[Start of Provided records]

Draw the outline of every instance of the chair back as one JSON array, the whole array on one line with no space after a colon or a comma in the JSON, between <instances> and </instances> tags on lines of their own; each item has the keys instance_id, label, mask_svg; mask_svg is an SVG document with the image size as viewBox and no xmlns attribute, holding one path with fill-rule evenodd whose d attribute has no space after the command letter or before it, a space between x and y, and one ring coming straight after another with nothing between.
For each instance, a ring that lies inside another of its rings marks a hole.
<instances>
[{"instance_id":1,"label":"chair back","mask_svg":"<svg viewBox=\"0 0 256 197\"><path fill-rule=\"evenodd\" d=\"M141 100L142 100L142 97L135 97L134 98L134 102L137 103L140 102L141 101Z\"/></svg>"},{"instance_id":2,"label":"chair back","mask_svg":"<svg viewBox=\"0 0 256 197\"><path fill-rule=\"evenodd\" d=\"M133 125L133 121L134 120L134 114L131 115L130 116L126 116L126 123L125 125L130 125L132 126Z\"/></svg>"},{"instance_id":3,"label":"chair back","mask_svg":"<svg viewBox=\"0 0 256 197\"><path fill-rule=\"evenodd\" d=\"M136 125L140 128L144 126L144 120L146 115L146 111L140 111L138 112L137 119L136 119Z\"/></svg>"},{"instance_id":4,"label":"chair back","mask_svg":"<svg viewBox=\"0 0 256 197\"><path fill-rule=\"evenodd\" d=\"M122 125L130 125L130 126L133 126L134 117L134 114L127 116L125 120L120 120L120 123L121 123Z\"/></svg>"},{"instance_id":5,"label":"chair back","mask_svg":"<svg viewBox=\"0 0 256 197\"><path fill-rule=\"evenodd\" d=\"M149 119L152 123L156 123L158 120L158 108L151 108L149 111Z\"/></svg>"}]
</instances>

[End of Provided records]

• What this task involves: Can you repeat all of the lines above word for word, changing nothing and leaving nothing out?

• Solution:
Draw the outline of every instance of the chair back as one JSON array, the whole array on one line with no space after a colon or a comma in the JSON, between <instances> and </instances> tags on lines of their own; each item has the keys instance_id, label, mask_svg; mask_svg is an SVG document with the image size as viewBox and no xmlns attribute, holding one path with fill-rule evenodd whose d attribute has no space after the command letter or before it, a space between x and y, and one ring coming straight after another with nothing between.
For each instance, a ring that lies inside another of its rings marks a hole.
<instances>
[{"instance_id":1,"label":"chair back","mask_svg":"<svg viewBox=\"0 0 256 197\"><path fill-rule=\"evenodd\" d=\"M141 100L142 100L142 97L135 97L134 98L134 102L137 103L140 102L141 101Z\"/></svg>"},{"instance_id":2,"label":"chair back","mask_svg":"<svg viewBox=\"0 0 256 197\"><path fill-rule=\"evenodd\" d=\"M133 125L133 121L134 120L134 114L131 115L130 116L126 116L126 123L125 125L130 125L132 126Z\"/></svg>"},{"instance_id":3,"label":"chair back","mask_svg":"<svg viewBox=\"0 0 256 197\"><path fill-rule=\"evenodd\" d=\"M136 125L140 128L144 126L144 120L146 115L146 111L140 111L138 112L137 119L136 119Z\"/></svg>"},{"instance_id":4,"label":"chair back","mask_svg":"<svg viewBox=\"0 0 256 197\"><path fill-rule=\"evenodd\" d=\"M122 125L130 125L130 126L133 126L134 117L134 114L127 116L125 120L120 120L120 123L121 123Z\"/></svg>"},{"instance_id":5,"label":"chair back","mask_svg":"<svg viewBox=\"0 0 256 197\"><path fill-rule=\"evenodd\" d=\"M149 119L152 123L156 123L158 120L158 108L151 108L149 111Z\"/></svg>"}]
</instances>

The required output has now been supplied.